**Задание:**
Назовите всех людей, которые упомянуты по имени или фамилии в тексте о юности Вагнера.

**Исходный текст:**
******

Добавить в цитаты Настройки чтения

Страница 7 из 49

К этому времени Вагнер стал уже определенно и сознательно музыкантом. Характерно, что он пришел к музыке через поэзию. Как он пишет, поэзия, стихотворство, были для него легче, чем музыкальная композиция. «Теория музыки», вспоминает он по поводу уроков у Мюллера, «оставалась для меня демонским царством, миром мистически возвышенных чудес». Когда музыкальные дела молодого Вагнера стали известны его семье, — одновременно с тем, что он уже полгода не посещал училища, — родственники— прежде всего муж сестры Луизы, известный лейпцигский книгоиздатель Брокгауз — решили учить его играть на рояли. Вагнеру пришлось доказывать, что для него «заниматься музыкой» означает «компонировать», а не «играть на каком-нибудь инструменте». Его первой победой в жизни было полученное им разрешение продолжать уроки у Мюллера — с условием аккуратно посещать школу. Вагнер тяготился школой. Он вспоминает, как в ответ на школьное задание написать стихотворение, он сочинил на греческом языке «хор» в честь борьбы греков за независимость; было ли это только бравадой гимназиста, желавшего показать, «что он может, когда захочет»?

******

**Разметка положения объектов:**
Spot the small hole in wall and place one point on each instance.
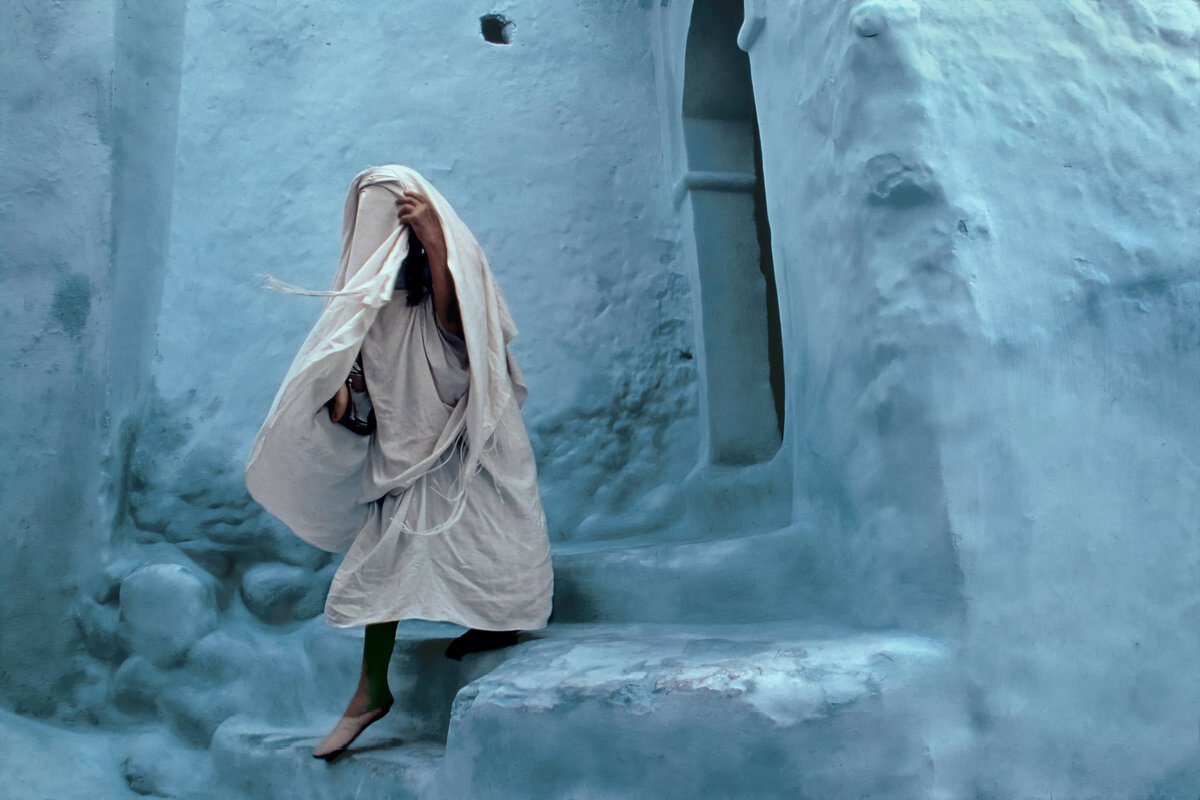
(497, 29)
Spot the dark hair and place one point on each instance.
(415, 277)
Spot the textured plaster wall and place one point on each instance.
(55, 216)
(987, 214)
(547, 146)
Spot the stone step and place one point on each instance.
(763, 710)
(643, 710)
(255, 761)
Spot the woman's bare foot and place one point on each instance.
(363, 710)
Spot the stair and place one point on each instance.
(775, 709)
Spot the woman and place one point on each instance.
(437, 506)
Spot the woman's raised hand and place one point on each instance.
(415, 210)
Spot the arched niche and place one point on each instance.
(742, 358)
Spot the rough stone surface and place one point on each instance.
(270, 590)
(165, 609)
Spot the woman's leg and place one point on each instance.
(372, 698)
(372, 691)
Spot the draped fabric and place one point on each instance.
(438, 511)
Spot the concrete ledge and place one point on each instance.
(765, 710)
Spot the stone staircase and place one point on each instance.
(605, 703)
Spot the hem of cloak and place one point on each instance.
(463, 620)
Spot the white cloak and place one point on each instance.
(454, 528)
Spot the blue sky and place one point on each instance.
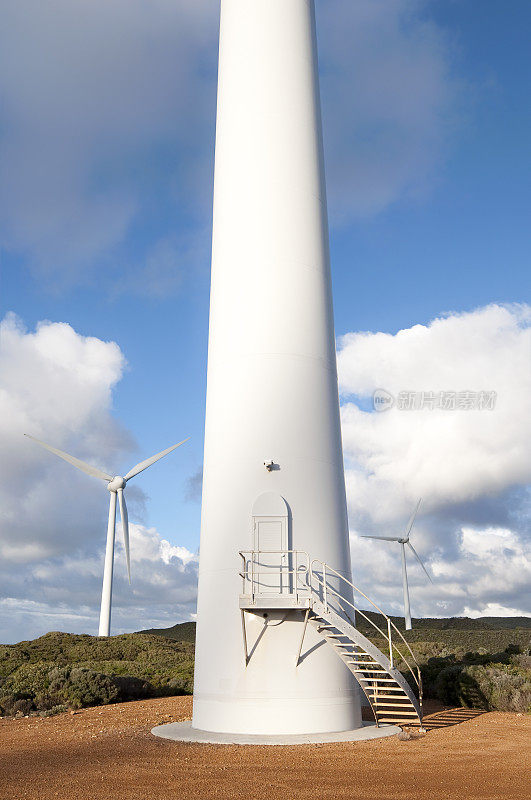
(105, 212)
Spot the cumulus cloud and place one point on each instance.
(57, 385)
(67, 589)
(108, 113)
(471, 467)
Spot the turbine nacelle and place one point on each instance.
(117, 484)
(116, 488)
(403, 541)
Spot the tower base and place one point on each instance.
(183, 732)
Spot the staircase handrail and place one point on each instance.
(390, 624)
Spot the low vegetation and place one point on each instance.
(61, 670)
(475, 663)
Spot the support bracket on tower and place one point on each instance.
(244, 632)
(306, 615)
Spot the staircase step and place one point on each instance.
(396, 714)
(407, 704)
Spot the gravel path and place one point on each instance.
(102, 753)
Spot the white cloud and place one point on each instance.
(470, 467)
(57, 385)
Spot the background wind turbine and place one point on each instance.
(116, 486)
(403, 541)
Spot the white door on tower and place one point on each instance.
(270, 543)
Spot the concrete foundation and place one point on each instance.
(183, 732)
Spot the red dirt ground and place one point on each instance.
(109, 752)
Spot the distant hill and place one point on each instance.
(185, 631)
(182, 632)
(64, 670)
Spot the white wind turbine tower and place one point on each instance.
(403, 541)
(116, 486)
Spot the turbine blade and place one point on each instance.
(412, 520)
(149, 461)
(76, 462)
(125, 529)
(420, 562)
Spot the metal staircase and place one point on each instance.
(389, 694)
(327, 599)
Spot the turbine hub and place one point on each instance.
(116, 483)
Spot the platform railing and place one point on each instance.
(292, 575)
(319, 580)
(299, 575)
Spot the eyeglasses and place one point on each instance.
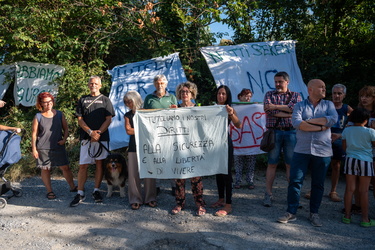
(50, 101)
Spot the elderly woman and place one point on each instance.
(186, 92)
(133, 101)
(49, 134)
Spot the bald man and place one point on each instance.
(312, 119)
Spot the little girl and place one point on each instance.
(358, 140)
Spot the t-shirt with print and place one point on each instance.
(94, 114)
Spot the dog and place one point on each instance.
(115, 173)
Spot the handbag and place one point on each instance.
(268, 141)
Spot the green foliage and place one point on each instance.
(335, 42)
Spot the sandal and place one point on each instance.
(176, 210)
(222, 213)
(371, 223)
(201, 211)
(346, 220)
(152, 204)
(334, 197)
(51, 196)
(135, 206)
(218, 204)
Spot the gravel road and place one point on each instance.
(33, 222)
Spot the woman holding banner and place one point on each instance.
(49, 134)
(246, 162)
(133, 101)
(186, 92)
(224, 181)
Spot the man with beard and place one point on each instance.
(94, 113)
(161, 99)
(279, 105)
(312, 119)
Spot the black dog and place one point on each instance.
(115, 172)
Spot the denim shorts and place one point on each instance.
(285, 141)
(338, 151)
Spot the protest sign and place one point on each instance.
(182, 143)
(6, 74)
(246, 140)
(34, 78)
(139, 76)
(253, 66)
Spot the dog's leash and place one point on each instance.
(100, 150)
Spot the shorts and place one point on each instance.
(338, 153)
(357, 167)
(52, 158)
(91, 151)
(285, 141)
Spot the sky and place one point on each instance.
(219, 27)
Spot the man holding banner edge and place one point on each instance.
(161, 99)
(278, 106)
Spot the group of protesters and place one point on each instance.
(312, 134)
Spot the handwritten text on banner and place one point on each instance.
(253, 66)
(182, 143)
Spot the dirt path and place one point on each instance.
(33, 222)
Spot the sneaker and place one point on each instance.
(371, 223)
(267, 201)
(315, 220)
(97, 197)
(308, 195)
(286, 218)
(334, 197)
(77, 199)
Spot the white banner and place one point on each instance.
(34, 78)
(253, 66)
(6, 73)
(182, 143)
(246, 140)
(139, 76)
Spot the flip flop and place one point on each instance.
(176, 210)
(152, 204)
(201, 211)
(222, 213)
(217, 204)
(135, 206)
(51, 196)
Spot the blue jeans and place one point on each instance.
(318, 167)
(285, 140)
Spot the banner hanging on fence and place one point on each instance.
(6, 74)
(253, 66)
(182, 143)
(246, 140)
(34, 78)
(139, 76)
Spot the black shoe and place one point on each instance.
(97, 197)
(77, 199)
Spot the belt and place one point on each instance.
(285, 129)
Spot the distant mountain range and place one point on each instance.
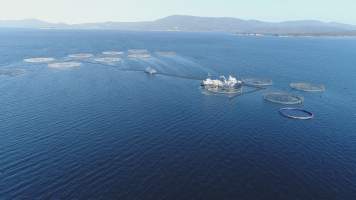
(201, 24)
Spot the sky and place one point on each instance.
(80, 11)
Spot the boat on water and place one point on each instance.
(150, 70)
(222, 83)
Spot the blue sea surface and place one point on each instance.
(98, 132)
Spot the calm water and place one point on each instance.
(101, 133)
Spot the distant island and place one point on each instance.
(203, 24)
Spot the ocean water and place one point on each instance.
(100, 132)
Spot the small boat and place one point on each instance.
(222, 83)
(150, 70)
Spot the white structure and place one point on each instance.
(223, 83)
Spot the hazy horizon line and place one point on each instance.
(152, 20)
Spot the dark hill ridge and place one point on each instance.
(203, 24)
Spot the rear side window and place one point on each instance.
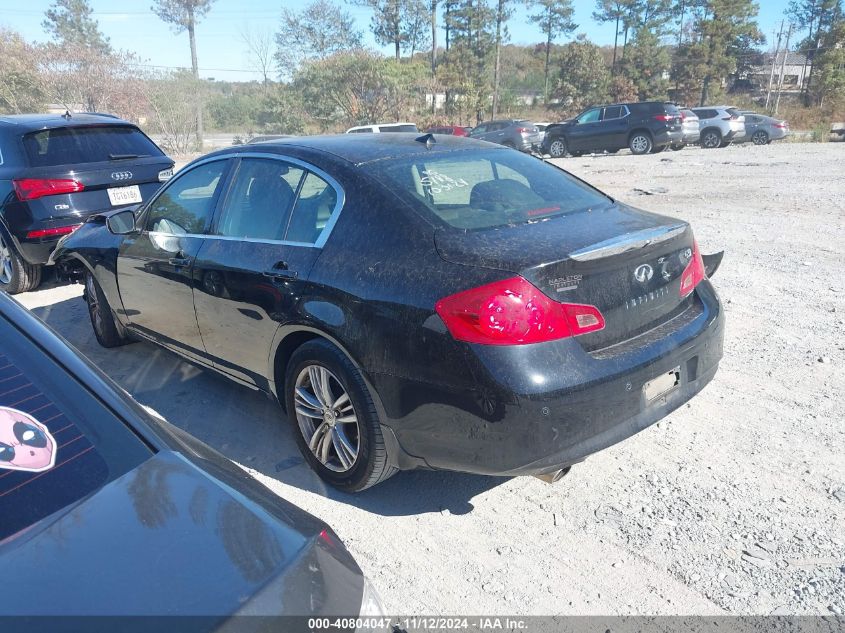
(612, 112)
(57, 443)
(89, 144)
(186, 205)
(485, 189)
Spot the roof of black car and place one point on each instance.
(363, 148)
(28, 122)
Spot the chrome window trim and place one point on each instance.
(324, 235)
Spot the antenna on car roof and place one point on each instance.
(427, 139)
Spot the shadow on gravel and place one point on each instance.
(247, 426)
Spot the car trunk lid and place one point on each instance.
(625, 262)
(93, 181)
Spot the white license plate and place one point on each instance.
(124, 195)
(662, 385)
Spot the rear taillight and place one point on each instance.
(54, 232)
(693, 273)
(514, 312)
(32, 188)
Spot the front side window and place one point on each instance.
(259, 202)
(484, 189)
(187, 204)
(590, 116)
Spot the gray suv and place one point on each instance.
(720, 126)
(517, 134)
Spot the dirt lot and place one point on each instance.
(735, 503)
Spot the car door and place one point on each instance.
(253, 269)
(580, 136)
(612, 131)
(155, 270)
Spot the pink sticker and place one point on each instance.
(25, 443)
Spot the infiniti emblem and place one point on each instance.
(644, 273)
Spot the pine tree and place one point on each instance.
(554, 19)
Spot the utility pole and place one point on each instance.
(774, 62)
(783, 67)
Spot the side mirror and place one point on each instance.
(121, 223)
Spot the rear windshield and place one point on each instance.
(398, 128)
(57, 443)
(482, 189)
(89, 144)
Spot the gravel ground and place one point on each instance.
(733, 504)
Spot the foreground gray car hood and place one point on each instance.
(169, 539)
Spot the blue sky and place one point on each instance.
(133, 26)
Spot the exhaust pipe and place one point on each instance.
(554, 476)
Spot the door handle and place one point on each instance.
(280, 271)
(179, 260)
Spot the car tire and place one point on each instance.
(557, 148)
(108, 332)
(16, 274)
(316, 373)
(640, 143)
(760, 137)
(711, 139)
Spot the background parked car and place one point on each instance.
(156, 522)
(383, 127)
(720, 126)
(761, 129)
(57, 170)
(453, 130)
(645, 127)
(691, 129)
(514, 133)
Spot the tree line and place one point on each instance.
(450, 60)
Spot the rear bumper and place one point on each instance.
(668, 137)
(540, 408)
(690, 138)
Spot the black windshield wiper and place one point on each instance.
(126, 156)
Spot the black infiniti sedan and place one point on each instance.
(107, 510)
(412, 301)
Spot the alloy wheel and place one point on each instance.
(640, 144)
(93, 304)
(327, 418)
(6, 265)
(711, 140)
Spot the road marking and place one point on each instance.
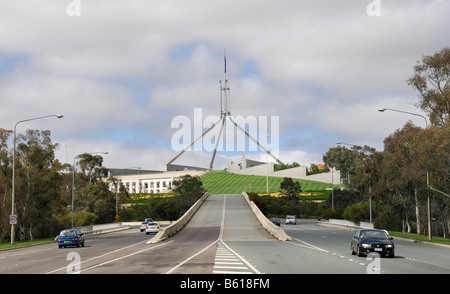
(225, 259)
(125, 256)
(99, 256)
(307, 245)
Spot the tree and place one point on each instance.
(431, 79)
(37, 183)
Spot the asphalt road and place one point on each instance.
(224, 237)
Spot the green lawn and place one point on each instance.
(221, 182)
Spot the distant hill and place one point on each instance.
(221, 182)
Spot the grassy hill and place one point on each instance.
(221, 182)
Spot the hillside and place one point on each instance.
(221, 182)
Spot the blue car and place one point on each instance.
(70, 237)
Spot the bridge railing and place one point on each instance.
(273, 229)
(177, 225)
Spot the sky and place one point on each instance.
(121, 71)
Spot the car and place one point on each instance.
(143, 225)
(152, 228)
(365, 241)
(71, 237)
(291, 219)
(275, 221)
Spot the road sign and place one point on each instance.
(13, 219)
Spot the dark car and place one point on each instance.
(70, 237)
(371, 240)
(275, 221)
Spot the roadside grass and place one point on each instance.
(17, 244)
(221, 182)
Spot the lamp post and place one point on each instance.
(370, 187)
(14, 169)
(73, 178)
(428, 176)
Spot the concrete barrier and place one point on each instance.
(346, 224)
(270, 227)
(179, 224)
(102, 228)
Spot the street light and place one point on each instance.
(73, 178)
(370, 187)
(14, 168)
(428, 176)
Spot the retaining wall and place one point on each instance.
(273, 229)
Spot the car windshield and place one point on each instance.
(373, 235)
(67, 234)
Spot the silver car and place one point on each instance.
(290, 219)
(152, 228)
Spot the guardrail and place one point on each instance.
(177, 225)
(346, 224)
(273, 229)
(103, 228)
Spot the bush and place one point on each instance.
(331, 213)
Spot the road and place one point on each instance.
(224, 237)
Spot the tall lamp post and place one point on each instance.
(428, 176)
(73, 178)
(14, 169)
(370, 187)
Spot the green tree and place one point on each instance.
(431, 79)
(188, 185)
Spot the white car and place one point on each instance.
(152, 228)
(290, 219)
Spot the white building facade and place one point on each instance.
(155, 182)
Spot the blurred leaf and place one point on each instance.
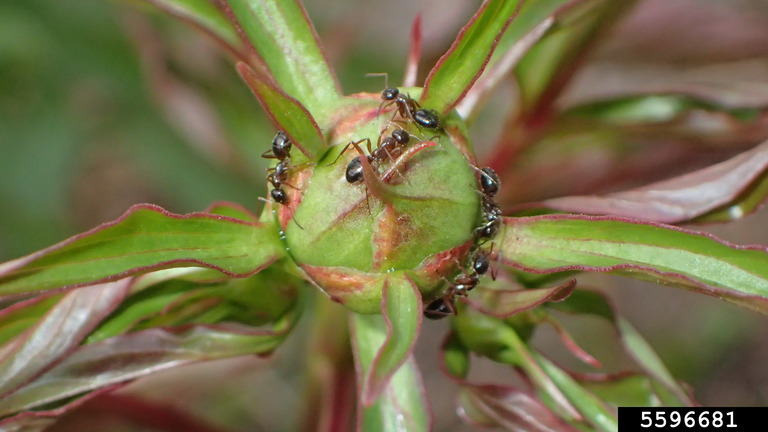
(21, 315)
(590, 406)
(549, 65)
(401, 310)
(205, 15)
(61, 330)
(499, 341)
(256, 300)
(655, 108)
(505, 303)
(689, 259)
(287, 113)
(286, 41)
(628, 389)
(383, 359)
(454, 357)
(685, 197)
(134, 355)
(414, 54)
(508, 408)
(145, 238)
(595, 303)
(453, 75)
(533, 20)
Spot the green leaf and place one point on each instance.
(693, 260)
(143, 239)
(204, 15)
(549, 65)
(645, 109)
(288, 114)
(507, 407)
(533, 20)
(387, 374)
(256, 300)
(739, 180)
(401, 311)
(62, 328)
(138, 354)
(661, 382)
(589, 405)
(456, 71)
(286, 41)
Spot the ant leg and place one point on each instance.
(346, 147)
(269, 155)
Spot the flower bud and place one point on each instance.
(413, 211)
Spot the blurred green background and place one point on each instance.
(104, 104)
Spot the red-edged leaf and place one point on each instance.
(694, 260)
(389, 384)
(414, 55)
(499, 70)
(59, 332)
(285, 39)
(508, 408)
(287, 113)
(143, 239)
(208, 17)
(134, 355)
(505, 303)
(401, 310)
(453, 75)
(679, 199)
(40, 420)
(595, 303)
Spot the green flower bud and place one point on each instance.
(413, 213)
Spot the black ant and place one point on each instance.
(281, 150)
(407, 107)
(390, 147)
(490, 185)
(445, 305)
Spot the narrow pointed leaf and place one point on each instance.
(505, 303)
(204, 15)
(682, 198)
(288, 114)
(414, 54)
(453, 75)
(256, 300)
(508, 408)
(401, 310)
(285, 39)
(590, 406)
(548, 66)
(534, 19)
(60, 331)
(24, 314)
(143, 239)
(401, 404)
(693, 260)
(594, 303)
(134, 355)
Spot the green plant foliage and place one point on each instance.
(393, 229)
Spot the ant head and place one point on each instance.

******

**Ожидаемый ответ:**
Вагнер, Мюллер, Луиза, Брокгауз